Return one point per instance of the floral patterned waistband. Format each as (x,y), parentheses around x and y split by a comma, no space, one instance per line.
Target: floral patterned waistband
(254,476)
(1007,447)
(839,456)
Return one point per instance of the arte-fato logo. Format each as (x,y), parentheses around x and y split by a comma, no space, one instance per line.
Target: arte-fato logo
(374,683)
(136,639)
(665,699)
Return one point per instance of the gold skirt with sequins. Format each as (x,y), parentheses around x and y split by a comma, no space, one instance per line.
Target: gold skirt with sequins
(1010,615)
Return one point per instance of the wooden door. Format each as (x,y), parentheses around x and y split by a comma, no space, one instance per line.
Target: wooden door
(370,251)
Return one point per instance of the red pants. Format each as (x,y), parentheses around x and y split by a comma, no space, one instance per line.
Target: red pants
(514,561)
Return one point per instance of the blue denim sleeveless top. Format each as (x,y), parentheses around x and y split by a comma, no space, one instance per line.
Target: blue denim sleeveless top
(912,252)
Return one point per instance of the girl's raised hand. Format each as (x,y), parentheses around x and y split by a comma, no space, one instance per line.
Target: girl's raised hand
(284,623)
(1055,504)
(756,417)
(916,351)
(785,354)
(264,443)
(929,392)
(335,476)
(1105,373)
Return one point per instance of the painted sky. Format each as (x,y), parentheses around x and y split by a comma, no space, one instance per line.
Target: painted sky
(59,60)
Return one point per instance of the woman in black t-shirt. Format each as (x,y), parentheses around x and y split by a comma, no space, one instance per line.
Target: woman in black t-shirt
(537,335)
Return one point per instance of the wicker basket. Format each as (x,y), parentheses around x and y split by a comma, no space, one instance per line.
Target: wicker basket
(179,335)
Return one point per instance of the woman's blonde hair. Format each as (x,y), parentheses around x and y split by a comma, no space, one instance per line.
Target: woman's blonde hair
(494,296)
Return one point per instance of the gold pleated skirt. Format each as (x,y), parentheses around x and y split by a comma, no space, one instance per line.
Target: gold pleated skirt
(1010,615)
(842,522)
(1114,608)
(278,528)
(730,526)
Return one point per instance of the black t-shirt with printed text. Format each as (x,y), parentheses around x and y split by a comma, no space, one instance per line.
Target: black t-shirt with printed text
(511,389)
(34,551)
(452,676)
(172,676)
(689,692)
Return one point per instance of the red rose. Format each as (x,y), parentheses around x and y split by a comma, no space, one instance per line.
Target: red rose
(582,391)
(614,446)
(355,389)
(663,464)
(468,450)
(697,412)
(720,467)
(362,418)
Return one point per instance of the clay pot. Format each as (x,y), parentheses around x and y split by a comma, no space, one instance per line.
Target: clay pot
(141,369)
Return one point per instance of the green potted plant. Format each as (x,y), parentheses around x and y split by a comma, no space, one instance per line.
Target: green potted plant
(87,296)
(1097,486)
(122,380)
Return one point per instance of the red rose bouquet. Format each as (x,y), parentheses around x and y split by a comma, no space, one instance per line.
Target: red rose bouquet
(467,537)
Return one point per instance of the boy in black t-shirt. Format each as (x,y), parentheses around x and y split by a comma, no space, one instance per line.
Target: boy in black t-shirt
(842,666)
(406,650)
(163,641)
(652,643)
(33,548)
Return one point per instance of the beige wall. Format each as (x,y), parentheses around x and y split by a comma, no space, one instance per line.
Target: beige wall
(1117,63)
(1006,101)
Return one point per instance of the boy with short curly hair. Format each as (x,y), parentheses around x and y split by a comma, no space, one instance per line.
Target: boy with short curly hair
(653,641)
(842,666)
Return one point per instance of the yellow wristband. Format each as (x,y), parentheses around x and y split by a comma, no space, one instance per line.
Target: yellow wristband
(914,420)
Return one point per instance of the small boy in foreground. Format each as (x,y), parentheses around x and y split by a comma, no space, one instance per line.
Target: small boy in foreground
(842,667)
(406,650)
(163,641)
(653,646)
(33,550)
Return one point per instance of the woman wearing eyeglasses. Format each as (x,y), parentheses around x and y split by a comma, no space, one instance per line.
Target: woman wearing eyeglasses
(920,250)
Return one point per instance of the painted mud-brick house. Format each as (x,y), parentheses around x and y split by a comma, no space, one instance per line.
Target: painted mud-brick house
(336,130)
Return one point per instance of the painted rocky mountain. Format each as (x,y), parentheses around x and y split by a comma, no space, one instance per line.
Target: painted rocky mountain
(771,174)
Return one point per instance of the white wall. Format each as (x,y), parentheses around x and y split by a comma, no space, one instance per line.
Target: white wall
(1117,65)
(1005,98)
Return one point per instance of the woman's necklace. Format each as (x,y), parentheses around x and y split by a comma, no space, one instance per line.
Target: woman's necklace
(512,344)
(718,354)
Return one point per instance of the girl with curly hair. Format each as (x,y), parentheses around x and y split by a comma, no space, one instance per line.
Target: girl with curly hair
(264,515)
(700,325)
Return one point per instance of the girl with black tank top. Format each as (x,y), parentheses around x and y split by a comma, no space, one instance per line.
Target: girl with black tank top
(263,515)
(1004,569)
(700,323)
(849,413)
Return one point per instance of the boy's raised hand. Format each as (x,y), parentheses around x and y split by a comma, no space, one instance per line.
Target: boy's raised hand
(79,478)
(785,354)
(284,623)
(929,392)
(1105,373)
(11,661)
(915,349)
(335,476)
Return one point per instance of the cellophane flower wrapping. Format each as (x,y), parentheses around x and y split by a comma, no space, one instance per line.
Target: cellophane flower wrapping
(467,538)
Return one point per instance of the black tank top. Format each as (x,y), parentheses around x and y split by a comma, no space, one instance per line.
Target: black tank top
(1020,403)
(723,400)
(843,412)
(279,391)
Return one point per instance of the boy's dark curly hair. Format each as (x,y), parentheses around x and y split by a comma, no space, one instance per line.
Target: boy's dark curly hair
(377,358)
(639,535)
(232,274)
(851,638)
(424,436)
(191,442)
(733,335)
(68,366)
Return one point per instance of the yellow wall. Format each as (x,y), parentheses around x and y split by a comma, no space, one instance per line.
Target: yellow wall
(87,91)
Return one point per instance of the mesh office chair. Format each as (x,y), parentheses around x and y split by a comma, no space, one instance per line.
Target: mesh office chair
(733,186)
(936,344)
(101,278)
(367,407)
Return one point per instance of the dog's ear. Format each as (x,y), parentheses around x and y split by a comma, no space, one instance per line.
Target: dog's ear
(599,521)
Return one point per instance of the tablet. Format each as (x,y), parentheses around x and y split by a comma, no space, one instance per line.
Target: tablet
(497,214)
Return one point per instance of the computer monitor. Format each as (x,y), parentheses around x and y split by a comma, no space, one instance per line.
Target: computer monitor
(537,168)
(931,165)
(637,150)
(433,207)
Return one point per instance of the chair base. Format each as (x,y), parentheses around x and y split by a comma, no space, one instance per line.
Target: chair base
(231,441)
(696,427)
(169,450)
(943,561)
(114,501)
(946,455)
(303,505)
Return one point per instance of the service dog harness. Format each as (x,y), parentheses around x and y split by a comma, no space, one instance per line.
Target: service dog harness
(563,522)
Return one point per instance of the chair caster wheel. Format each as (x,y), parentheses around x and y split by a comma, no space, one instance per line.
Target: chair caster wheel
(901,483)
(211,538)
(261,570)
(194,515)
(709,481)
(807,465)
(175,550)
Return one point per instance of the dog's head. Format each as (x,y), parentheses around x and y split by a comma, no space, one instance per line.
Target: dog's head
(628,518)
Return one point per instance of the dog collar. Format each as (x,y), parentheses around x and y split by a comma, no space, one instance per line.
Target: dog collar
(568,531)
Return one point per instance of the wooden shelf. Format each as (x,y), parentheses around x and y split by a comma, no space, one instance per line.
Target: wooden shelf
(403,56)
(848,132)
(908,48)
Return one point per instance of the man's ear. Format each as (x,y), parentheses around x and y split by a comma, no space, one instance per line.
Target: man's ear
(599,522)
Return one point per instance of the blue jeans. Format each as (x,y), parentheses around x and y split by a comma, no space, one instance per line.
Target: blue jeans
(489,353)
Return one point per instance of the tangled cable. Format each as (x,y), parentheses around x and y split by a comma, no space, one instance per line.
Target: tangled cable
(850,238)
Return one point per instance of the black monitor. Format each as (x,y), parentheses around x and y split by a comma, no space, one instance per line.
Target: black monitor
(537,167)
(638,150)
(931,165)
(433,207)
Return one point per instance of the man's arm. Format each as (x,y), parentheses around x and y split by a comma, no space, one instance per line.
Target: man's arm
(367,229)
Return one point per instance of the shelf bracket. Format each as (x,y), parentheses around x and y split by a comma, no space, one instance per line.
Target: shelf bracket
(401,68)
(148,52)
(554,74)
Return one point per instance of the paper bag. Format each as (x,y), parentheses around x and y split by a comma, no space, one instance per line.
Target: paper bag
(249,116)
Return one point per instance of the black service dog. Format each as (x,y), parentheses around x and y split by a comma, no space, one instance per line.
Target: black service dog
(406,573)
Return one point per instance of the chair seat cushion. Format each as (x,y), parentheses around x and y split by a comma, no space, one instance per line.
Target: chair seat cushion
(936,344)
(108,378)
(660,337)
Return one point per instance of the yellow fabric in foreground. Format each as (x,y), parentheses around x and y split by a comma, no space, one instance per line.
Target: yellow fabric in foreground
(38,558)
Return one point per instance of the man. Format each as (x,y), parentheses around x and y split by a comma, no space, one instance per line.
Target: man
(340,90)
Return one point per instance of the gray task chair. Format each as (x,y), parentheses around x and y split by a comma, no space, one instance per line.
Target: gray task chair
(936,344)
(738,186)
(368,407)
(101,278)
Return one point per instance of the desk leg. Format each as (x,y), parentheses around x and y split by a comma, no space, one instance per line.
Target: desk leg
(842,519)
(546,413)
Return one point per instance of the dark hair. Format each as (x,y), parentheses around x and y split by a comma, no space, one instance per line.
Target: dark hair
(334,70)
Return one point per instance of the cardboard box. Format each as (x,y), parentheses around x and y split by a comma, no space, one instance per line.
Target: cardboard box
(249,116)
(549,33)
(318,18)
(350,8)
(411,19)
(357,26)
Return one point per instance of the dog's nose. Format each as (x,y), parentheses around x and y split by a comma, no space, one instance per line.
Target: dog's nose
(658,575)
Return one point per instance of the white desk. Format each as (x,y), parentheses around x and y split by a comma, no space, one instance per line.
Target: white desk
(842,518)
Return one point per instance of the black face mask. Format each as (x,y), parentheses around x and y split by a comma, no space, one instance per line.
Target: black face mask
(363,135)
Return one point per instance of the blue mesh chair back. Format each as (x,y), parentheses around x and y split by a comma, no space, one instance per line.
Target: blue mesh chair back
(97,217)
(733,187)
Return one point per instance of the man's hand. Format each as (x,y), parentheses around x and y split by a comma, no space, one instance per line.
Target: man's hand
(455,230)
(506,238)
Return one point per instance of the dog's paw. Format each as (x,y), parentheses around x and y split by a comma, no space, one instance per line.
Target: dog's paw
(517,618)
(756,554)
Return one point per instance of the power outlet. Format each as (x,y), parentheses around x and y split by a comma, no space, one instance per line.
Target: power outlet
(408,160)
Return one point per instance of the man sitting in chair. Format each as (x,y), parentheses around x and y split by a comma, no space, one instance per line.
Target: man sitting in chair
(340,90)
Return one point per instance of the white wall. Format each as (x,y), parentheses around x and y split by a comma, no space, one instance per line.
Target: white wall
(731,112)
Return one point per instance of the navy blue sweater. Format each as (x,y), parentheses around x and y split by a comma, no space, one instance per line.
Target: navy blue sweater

### [EXERCISE PROMPT]
Starting at the line that contains "Return one point per instance of the black face", retype each line through the end of the listing above and nothing else.

### [SOLUTION]
Return one point per instance of the black face mask. Format each as (x,y), parentheses around x and y split by a comma, no space, one instance per line.
Target: black face mask
(363,135)
Return one point per instance of the blue mesh chair back. Format each as (x,y), parentheses around x and y split by a comma, no space, one instance per line.
Target: blue mesh chair back
(97,217)
(733,187)
Return one point per instance of the man's hand. Format each as (x,y), parentheses around x and y split by a comma, no space, one instance per line.
Target: man's hand
(455,230)
(506,238)
Return one point per instance of the dog's paw. Format each as (x,y), parentheses around x and y split by a comma, no space, one instance per line.
Target: dog's paw
(517,618)
(756,554)
Return one point per instance of the power outlet. Format each as (x,y), parentheses around x and y split by a comma, no space, one instance per line.
Target: power outlet
(408,160)
Return one point per instance of the man sitting in chair. Format each as (x,y), parentheses around x and y split by a comma, no space, one instance per line.
Target: man sitting in chair
(340,90)
Return one point per instance of the white wall. Format each as (x,y), parentheses around x and y split by a comma, no space, one instance per line.
Target: white wall
(731,112)
Return one point per instance of the navy blue sweater. Format each as (x,y), parentheses around x and y split by a comma, no space, one instance per line.
Target: navy blue sweater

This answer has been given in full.